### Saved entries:
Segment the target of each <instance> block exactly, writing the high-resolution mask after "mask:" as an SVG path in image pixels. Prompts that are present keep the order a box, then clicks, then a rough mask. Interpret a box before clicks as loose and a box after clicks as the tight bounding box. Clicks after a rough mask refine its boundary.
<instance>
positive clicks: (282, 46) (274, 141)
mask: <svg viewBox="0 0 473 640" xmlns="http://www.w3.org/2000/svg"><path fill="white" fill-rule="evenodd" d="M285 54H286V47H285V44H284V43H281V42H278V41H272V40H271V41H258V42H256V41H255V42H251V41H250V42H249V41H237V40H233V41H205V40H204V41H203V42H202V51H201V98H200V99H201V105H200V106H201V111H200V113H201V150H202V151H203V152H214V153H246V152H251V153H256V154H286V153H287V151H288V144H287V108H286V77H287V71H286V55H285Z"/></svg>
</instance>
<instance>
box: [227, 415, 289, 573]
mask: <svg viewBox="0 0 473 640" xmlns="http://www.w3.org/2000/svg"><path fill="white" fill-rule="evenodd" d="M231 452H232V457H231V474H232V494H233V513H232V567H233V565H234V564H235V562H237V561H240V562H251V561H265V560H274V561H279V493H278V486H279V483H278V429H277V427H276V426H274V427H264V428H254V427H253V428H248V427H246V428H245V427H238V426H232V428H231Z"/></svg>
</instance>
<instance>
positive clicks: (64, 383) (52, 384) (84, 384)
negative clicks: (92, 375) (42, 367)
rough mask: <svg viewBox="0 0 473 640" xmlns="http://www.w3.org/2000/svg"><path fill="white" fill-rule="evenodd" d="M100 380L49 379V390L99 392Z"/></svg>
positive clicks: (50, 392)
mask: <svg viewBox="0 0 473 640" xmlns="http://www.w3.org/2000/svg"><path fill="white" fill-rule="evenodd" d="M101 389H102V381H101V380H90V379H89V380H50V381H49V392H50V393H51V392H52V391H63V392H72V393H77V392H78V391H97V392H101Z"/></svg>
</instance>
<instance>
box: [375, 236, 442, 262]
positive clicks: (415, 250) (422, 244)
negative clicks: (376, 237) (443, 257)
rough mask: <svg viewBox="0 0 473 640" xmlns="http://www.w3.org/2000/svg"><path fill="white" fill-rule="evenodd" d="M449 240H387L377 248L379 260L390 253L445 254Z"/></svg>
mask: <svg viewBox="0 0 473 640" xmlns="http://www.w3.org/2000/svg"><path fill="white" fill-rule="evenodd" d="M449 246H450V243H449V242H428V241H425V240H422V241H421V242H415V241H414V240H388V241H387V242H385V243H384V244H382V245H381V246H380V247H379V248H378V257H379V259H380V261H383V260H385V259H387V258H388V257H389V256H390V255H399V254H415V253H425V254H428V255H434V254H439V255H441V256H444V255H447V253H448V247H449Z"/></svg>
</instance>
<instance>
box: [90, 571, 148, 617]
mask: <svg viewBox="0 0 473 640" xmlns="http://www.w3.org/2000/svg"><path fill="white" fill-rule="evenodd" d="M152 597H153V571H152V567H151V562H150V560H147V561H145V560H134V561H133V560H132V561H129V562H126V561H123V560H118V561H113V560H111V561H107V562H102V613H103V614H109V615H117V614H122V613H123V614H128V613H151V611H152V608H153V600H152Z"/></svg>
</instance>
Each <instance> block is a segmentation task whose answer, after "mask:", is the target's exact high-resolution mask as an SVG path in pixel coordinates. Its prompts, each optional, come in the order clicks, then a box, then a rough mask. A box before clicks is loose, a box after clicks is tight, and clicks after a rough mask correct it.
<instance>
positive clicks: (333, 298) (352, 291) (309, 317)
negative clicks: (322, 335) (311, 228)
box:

### TASK DESCRIPTION:
Report each line of the records that contains the string "negative". Case counts.

### REPLY:
negative clicks: (92, 375) (42, 367)
negative clicks: (376, 237) (443, 257)
negative clicks: (322, 335) (311, 228)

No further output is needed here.